§ **WHAT TO WORK ON**: Copy the records below, changing every "violin" to "cello" and leaving everything else the same.

● ● ● ● ●

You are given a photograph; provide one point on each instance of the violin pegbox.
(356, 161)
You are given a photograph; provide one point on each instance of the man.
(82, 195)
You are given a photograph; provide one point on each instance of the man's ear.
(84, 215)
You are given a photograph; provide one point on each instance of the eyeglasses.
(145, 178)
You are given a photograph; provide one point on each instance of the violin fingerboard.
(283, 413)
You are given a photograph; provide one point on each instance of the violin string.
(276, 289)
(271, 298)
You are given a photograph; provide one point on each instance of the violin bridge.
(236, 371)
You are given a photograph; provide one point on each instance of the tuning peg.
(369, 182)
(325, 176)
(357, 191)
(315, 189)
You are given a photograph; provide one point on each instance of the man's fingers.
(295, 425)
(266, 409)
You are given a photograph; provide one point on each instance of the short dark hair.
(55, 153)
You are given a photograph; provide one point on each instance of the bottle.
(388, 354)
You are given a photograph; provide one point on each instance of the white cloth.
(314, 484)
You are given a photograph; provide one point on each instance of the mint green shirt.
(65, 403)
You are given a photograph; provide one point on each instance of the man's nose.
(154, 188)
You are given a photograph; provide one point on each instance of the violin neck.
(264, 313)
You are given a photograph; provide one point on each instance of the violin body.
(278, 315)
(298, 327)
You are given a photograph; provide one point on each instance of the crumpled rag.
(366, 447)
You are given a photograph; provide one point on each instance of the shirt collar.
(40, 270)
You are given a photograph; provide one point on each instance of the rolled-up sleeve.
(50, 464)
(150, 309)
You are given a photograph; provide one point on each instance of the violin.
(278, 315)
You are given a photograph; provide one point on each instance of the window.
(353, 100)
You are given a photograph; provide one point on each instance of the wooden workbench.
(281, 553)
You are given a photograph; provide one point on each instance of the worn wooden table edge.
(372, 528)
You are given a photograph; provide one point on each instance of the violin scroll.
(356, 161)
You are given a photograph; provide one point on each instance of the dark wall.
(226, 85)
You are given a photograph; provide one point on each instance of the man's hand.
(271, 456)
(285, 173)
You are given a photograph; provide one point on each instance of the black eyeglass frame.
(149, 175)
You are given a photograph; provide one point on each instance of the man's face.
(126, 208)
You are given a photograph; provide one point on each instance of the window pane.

● ● ● ● ●

§ **EXERCISE RESULT**:
You are given a photograph; provide one point on each instance of the cello pegbox.
(356, 161)
You are given a photograph; provide one point on each instance of the man.
(82, 195)
You are given a photograph; provide one point on each instance of the man's ear.
(84, 215)
You are given a photograph; provide one point on each instance of the eyeglasses.
(145, 178)
You are given a photograph; provide one point on each instance of the cello fingerboard.
(283, 413)
You are given a photograph; provide one point on each instance of the cello string.
(276, 289)
(271, 298)
You are given a photograph; provide one point on each instance of the cello bridge.
(236, 371)
You are given a photograph; provide one point on each instance of the tuning peg.
(369, 182)
(325, 176)
(357, 191)
(315, 189)
You are given a photograph; provide one point on each instance of the man's fingers.
(295, 425)
(266, 409)
You are given a photograph; provide one point on each instance of the short dark hair.
(55, 153)
You are given a photograph; provide one point on each instance of the bottle.
(388, 354)
You are given a photograph; provide one point on each instance of the white cloth.
(314, 484)
You are given a photograph; provide one point on each instance of the mint green shirt.
(65, 403)
You are given a photograph; provide one point on each instance of the man's nose.
(154, 188)
You are given a photograph; provide one point on each instance of the cello neck.
(264, 313)
You are given a photograph; provide one point on each instance of the cello body.
(278, 315)
(298, 327)
You are given a photograph; provide one point on each instance of the crumpled rag.
(366, 447)
You are given a photograph; provide one point on each instance of the shirt collar.
(40, 270)
You are given a photograph; provide one point on each instance of the rolled-up sleeve.
(50, 464)
(150, 309)
You are given a photograph; provide one point on each instance of the cello.
(278, 315)
You are given a photograph; provide one point on each instance of the window.
(353, 100)
You are given a photograph; provide one point on each instance of the wooden workbench.
(281, 553)
You are given a photograph; provide one point on each instance of the worn wooden table edge.
(372, 528)
You are given a photograph; provide one point on each instance of the cello scroll.
(356, 161)
You are given a photograph; provide one point on each instance of the dark wall.
(226, 85)
You are given a photograph; provide one point on each instance of the man's hand.
(271, 456)
(285, 173)
You are given a photograph; provide one point on each instance of the black eyeglass frame.
(149, 175)
You are given a photograph; provide one point on each instance of the man's face.
(126, 208)
You are given a photograph; provide one point on each instance of the window pane.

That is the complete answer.